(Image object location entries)
★ ★ ★ ★

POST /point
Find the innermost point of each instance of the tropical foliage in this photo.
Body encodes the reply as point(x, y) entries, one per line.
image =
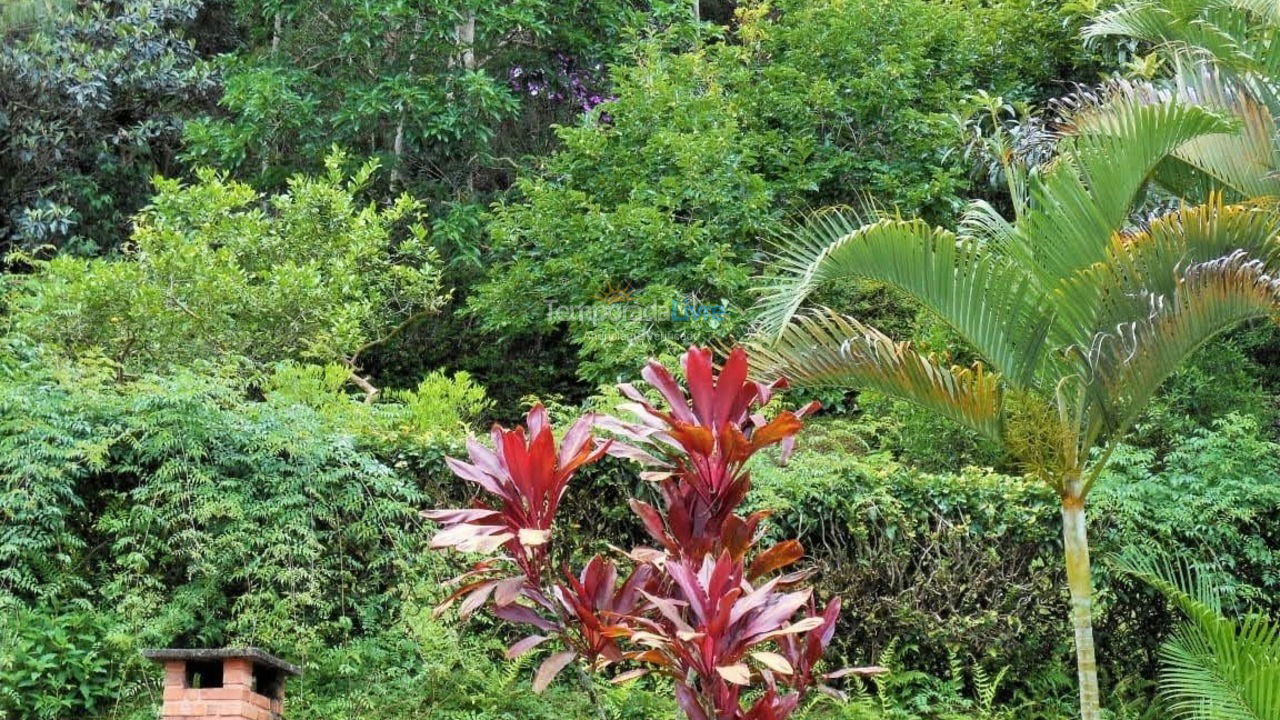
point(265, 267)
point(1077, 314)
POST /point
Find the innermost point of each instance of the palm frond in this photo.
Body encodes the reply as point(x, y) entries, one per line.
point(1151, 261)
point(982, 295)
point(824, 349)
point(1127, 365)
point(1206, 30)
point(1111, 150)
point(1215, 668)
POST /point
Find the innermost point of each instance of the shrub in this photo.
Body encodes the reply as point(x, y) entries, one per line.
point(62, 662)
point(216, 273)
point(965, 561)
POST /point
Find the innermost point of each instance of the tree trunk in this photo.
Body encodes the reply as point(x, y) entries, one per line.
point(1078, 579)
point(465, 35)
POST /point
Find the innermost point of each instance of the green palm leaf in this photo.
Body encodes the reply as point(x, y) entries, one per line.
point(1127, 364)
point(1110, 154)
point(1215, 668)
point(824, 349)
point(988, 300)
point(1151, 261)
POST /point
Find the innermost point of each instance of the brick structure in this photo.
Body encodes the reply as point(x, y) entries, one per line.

★ ★ ★ ★

§ **What you need to do**:
Copy every line of the material above verbatim, leaving out the image.

§ **Written reply**:
POST /point
Find the innermost point of each instance of the tropical foliage in this photo.
Body encodes the reply as point(x, y) entries, one per line.
image =
point(265, 267)
point(1077, 314)
POST /point
Find the innermost point of each instance of the palm frond in this photo.
Body encodes the reply as point(x, y) entries, one per line.
point(1151, 261)
point(982, 295)
point(824, 349)
point(1127, 365)
point(1206, 30)
point(1111, 150)
point(1215, 668)
POST /point
Find the innermost point of each instance of the shrub in this photo.
Body encodes the reply as point(x, y) entries, one per line.
point(62, 662)
point(216, 273)
point(965, 561)
POST /point
Find the innermost point of each instance of the tree trunk in this photo.
Body encodes the reply as point(x, y) entries, one per line.
point(1078, 579)
point(465, 35)
POST /point
Find the innermost point of each instance of the green palm leaf in this photo.
Body encodes the reply as point(x, y) entries, one per line.
point(1127, 364)
point(1110, 154)
point(1215, 668)
point(824, 349)
point(988, 300)
point(1151, 261)
POST /point
Find the innermost point of each instance of the brick structure in this photo.
Body encodes the reply as point(x, y) entries, one per line.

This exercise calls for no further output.